--- Begin Source text ---
Gianluca Cristiano Busio (born May 28, 2002) is an American professional soccer player who plays as a midfielder for  club Venezia and the United States national team.

Club career

Sporting Kansas City
Born in Greensboro, North Carolina, Busio joined the Sporting Kansas City academy in 2016 from North Carolina Fusion.

On August 25, 2017, Busio signed a Homegrown Player contract with Sporting Kansas City, making him the youngest player to sign with a Major League Soccer club since Freddy Adu joined D.C. United in 2004.

He made his professional debut on April 4, 2018, appearing for Sporting Kansas City's United Soccer League affiliate side, Swope Park Rangers, starting in a 1–0 win over Colorado Springs Switchbacks. Busio went on to make his first Major League Soccer appearance for Sporting Kansas City on July 28 as a 77th-minute substitute in a 3–2 loss against FC Dallas. One week later, on August 4, Busio made his first league start for Sporting Kansas City against the Houston Dynamo, which saw three red cards, eight yellow cards, and 28 total fouls. He provided his first career assist on a 74th-minute goal for teammate Diego Rubio, which proved to be the winner in a 1–0 match. Busio was the third-youngest player to start a match in Major League Soccer history.
--- End Source text ---
--- Begin Information provided ---
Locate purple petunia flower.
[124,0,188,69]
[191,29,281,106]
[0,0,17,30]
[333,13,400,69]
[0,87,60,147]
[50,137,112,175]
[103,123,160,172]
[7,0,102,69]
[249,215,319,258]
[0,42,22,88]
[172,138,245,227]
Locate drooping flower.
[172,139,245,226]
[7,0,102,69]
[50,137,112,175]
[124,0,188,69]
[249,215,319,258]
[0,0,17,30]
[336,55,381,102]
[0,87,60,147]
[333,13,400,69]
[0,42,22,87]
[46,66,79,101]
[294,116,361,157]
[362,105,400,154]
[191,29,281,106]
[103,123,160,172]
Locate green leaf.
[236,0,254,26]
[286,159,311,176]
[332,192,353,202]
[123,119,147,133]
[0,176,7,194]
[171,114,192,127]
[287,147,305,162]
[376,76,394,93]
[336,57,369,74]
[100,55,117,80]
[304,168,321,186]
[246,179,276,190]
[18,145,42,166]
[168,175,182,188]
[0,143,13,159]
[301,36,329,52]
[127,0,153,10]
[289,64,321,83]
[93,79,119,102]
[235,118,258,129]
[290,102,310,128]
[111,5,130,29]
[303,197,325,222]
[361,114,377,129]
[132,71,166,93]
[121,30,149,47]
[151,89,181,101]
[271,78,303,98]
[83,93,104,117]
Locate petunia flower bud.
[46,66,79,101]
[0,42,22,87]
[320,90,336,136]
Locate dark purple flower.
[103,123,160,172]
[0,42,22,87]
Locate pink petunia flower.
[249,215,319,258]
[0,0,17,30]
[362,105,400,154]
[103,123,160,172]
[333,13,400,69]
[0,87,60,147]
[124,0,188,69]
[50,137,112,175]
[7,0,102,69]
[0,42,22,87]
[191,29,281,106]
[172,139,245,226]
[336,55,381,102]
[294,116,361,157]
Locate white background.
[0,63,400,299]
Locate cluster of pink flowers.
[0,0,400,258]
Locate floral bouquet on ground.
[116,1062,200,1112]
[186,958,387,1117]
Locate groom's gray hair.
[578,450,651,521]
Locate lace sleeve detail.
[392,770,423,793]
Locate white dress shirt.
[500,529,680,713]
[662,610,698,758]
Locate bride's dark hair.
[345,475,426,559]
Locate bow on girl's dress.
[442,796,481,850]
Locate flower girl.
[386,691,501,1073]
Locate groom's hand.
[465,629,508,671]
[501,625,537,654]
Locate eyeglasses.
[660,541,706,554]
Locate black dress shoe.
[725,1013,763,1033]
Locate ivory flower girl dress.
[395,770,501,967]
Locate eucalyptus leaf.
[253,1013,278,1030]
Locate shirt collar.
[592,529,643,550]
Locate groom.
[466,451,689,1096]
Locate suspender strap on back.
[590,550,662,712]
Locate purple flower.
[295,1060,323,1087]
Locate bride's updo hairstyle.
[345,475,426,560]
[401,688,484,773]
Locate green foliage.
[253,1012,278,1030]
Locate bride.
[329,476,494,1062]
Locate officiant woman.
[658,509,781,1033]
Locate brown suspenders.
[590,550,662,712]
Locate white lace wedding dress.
--- End Information provided ---
> _List of tasks_
1. Name every opposing team that the Gianluca Busio biography says he played against in a specific match.
2. Write the next part of the Gianluca Busio biography, picking up after its final sentence.

> _Expected results_
1. Colorado Springs Switchbacks, FC Dallas, Houston Dynamo

2.
Venezia
On August 9, 2021, Busio moved to Serie A side Venezia for a club-record transfer fee. The fee was reported to be $6.5 million rising to $10.5 million in potential add-ons. He made his debut for the club on August 27 in a 0–3 defeat to Udinese. He scored his first goal for the club, a last minute equalizer, in a 1–1 draw with Cagliari on October 1.

International career
In October 2019, he was named to the United States squad for the 2019 FIFA U-17 World Cup in Brazil.  On July 11, 2021, Busio made his senior national team debut, substituting for Jackson Yueill in the 62nd minute of the U.S.'s CONCACAF Gold Cup group match against Haiti.

Personal life
Busio is of Italian descent through his Brescia-born father and holds Italian citizenship. His mother is African American. He has an older sister, Ilaria, and an older brother, Matteo, who plays soccer at UNC-Charlotte and whom Gianluca lists as his biggest inspiration.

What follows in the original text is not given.